# Selected excerpt

Sofia, who was less than 2 months old, was pronounced dead at Denver Health Medical Center shortly after she arrived.
Denver Health data shows, in 2019, the average ambulance response time to the zip code where Sofia Barraza stopped breathing was less than six and a half minutes. In this case, it took 17 minutes for an ambulance to arrive. The 17 minutes is also nearly twice as long as the nine minute goal set in the contract between the city of Denver and Denver Health Medical Center.
“It’s sad. It’s horrible. Nobody wants this to happen,” said a spokesperson for Denver Health Paramedics.
According to dispatch reports, interviews and other data accessed by CBS4, Sofia Barraza’s mother, Janet Cruz, called 911 from her home on South Knox Court at 5:17 p.m. after she discovered her daughter was not breathing. The home is just more than three miles from Denver Health Medical Center and is typically about a nine minute drive from the hospital.
But, there were no ambulances at the hospital that could respond, according to hospital administrators.
Records show a Denver Fire department crew, from a station blocks away from the South Knox Court home, was on scene within four minutes. They performed CPR and attended to the infant, but are not equipped to transport patients.
So it would be another agonizing 13 minutes before a Denver Health ambulance arrived on scene.
Cruz, who is deaf, communicated with CBS4 through a sign language interpreter.
“I was scared to death. I didn’t want to lose her. She was my daughter,” said Cruz. “I was crying. I wanted my daughter to live, I didn’t want to lose her.”
Barraza had been working that day, but rushed home.
“I was scared. I didn’t want to lose my daughter,” said Barraza. “That time felt like forever, like an hour and a half just waiting for the ambulance to pull up.”
The Denver Health Paramedic Division explained that what happened that Friday afternoon was extraordinarily rare. They said on a typical Friday afternoon, they would have 20 ambulances around the city and perhaps 17 calls for ambulance service.
However, they said from 4 p.m. to 5 p.m. that afternoon, there were 28 calls for ambulances. Combine that with heavy traffic around Denver, and they called it “a perfect storm” that led to an overtaxed ambulance system that could not keep up.
“Nobody wants this to happen,” said the paramedic division spokesperson.
He said the paramedic division “struggled” with response times in 2019, and did not meet compliance goals, but the Barraza case stands out as one of the longest delays.

# Source data
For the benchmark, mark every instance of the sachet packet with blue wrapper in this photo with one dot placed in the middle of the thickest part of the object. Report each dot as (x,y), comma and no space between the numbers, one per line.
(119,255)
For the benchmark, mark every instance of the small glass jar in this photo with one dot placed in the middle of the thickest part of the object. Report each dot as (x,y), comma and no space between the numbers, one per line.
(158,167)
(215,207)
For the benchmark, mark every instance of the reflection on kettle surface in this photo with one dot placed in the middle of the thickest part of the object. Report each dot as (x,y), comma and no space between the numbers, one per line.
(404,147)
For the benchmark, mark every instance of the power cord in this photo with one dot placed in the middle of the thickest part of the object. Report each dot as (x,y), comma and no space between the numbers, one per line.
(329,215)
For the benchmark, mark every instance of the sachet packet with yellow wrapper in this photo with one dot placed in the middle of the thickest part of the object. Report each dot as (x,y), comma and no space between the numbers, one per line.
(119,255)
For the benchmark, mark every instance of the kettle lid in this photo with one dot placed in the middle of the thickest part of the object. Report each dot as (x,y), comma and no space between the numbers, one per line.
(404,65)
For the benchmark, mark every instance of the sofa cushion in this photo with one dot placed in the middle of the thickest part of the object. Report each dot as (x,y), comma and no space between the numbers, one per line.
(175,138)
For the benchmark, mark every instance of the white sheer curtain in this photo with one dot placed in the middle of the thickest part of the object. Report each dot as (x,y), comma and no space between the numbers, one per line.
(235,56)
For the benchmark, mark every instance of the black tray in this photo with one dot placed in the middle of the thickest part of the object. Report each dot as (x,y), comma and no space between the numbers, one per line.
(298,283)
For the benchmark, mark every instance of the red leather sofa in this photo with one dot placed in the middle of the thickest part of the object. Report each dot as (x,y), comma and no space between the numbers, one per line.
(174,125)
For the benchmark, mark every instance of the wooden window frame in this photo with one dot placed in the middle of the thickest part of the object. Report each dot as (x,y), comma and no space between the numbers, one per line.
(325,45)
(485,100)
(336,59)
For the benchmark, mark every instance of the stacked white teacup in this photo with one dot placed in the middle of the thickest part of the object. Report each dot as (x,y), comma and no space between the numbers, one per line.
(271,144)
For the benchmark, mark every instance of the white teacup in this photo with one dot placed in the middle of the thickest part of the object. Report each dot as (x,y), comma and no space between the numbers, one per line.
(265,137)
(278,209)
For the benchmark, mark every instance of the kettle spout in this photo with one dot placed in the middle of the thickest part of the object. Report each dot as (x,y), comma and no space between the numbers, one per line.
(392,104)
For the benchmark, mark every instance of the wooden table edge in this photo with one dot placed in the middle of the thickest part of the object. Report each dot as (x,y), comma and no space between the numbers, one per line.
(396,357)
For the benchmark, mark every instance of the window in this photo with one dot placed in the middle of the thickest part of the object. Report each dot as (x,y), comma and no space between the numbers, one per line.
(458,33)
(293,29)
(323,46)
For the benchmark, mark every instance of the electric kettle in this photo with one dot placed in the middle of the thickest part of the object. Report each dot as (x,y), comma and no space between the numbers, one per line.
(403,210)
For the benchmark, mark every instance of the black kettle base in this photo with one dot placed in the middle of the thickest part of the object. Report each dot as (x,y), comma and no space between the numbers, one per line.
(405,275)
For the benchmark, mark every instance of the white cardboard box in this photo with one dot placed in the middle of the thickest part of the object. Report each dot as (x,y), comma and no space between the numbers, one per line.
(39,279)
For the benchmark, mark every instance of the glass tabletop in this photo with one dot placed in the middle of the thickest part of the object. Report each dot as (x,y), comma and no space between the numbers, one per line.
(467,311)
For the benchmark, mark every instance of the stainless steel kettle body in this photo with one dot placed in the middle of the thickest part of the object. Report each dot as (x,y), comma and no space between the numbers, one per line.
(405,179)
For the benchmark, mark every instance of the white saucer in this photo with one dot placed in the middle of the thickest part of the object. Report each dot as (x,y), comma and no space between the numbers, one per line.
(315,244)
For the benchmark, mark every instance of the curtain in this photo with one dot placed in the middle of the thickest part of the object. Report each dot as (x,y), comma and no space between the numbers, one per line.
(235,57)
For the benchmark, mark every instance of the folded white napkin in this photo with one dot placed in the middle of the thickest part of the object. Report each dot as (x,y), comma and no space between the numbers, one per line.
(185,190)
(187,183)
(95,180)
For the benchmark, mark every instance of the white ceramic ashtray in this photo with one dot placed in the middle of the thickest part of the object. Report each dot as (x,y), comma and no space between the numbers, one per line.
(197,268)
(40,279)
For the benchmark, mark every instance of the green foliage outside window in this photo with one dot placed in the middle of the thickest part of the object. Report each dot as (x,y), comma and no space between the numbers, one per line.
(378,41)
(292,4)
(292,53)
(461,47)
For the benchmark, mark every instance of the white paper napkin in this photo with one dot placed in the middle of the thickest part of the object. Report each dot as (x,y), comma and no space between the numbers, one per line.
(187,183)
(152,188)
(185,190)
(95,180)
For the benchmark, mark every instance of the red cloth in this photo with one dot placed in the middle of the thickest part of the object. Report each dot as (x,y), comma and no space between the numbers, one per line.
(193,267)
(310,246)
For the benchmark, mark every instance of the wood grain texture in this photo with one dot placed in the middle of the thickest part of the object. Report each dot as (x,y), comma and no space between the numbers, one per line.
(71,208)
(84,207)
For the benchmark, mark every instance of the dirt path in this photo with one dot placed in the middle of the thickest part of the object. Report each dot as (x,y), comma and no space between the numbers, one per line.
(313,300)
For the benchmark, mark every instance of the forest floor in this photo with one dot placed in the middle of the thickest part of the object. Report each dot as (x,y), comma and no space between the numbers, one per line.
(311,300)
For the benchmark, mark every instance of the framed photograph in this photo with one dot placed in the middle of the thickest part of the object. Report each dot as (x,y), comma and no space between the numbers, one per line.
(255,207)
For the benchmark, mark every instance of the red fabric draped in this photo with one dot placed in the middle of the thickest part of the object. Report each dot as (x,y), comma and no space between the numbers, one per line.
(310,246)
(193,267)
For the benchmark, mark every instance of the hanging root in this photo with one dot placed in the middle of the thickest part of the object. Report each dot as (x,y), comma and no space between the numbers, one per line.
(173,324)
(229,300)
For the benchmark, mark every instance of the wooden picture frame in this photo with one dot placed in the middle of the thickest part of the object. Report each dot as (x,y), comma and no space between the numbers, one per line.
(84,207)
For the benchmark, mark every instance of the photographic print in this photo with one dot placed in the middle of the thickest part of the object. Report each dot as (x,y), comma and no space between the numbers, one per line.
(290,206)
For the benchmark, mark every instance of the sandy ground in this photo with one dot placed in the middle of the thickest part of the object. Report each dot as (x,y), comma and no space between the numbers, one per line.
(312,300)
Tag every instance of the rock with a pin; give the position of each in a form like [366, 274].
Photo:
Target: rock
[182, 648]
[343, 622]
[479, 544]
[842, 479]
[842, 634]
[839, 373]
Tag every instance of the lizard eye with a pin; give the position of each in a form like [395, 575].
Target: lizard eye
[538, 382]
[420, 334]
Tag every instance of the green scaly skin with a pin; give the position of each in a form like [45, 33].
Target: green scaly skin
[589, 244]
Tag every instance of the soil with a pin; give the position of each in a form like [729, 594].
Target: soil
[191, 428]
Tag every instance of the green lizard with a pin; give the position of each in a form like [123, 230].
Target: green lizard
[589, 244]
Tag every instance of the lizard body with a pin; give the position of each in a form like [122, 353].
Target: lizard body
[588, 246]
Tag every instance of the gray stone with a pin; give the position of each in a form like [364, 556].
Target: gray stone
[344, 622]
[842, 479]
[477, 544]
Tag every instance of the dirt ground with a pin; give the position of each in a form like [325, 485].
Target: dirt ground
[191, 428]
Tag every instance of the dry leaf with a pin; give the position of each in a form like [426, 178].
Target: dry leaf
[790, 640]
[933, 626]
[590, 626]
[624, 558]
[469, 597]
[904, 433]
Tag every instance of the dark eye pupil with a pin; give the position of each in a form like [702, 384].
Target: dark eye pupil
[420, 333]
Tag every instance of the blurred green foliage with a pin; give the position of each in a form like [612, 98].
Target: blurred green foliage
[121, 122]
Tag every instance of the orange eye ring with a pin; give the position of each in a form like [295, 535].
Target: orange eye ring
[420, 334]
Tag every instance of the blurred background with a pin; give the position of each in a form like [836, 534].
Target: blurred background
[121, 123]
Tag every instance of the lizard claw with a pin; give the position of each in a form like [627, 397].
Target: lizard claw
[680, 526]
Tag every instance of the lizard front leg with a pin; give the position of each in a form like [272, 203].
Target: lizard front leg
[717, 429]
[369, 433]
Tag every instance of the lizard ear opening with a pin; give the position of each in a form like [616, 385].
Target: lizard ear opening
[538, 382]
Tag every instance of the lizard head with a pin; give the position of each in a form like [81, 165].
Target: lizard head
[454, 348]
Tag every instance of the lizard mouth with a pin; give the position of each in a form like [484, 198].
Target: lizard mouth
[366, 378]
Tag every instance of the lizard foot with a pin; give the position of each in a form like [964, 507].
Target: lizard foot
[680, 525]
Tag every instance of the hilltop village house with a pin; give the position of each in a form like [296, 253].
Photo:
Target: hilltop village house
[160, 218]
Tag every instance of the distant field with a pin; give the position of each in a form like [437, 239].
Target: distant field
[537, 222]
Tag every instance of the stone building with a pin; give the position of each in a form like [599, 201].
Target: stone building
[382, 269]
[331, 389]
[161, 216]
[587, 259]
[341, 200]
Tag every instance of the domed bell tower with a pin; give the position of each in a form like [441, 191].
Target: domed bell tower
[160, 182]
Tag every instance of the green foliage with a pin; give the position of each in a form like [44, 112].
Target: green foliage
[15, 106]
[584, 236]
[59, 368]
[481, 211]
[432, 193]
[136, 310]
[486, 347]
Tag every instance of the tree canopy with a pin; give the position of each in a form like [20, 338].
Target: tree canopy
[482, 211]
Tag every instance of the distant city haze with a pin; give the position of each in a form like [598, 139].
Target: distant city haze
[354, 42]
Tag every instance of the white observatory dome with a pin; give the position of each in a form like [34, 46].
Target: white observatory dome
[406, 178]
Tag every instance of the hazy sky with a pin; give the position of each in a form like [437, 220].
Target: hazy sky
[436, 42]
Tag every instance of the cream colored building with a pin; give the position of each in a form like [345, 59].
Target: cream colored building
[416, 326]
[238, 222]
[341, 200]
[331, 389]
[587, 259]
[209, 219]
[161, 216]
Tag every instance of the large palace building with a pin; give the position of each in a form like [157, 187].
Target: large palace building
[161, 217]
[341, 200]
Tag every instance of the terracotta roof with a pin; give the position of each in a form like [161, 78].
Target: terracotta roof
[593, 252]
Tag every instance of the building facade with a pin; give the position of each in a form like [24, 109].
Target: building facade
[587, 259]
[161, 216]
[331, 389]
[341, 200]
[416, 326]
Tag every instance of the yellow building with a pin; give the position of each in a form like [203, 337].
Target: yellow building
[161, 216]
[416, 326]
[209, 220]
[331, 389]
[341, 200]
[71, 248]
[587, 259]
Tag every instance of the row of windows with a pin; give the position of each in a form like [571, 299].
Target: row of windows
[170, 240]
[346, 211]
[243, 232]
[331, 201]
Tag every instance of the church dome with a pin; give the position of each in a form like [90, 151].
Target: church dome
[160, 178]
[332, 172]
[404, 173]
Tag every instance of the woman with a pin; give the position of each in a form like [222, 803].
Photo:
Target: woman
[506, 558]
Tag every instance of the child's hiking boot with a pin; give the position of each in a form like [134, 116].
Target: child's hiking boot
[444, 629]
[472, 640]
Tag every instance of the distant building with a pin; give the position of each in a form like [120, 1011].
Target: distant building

# Your task
Repeat the passage of the Denver ambulance delay report that begins at the words "However, they said" and stops after "not keep up.", replacing "heavy traffic" with "icy roads".

# Answer space
However, they said from 4 p.m. to 5 p.m. that afternoon, there were 28 calls for ambulances. Combine that with icy roads around Denver, and they called it “a perfect storm” that led to an overtaxed ambulance system that could not keep up.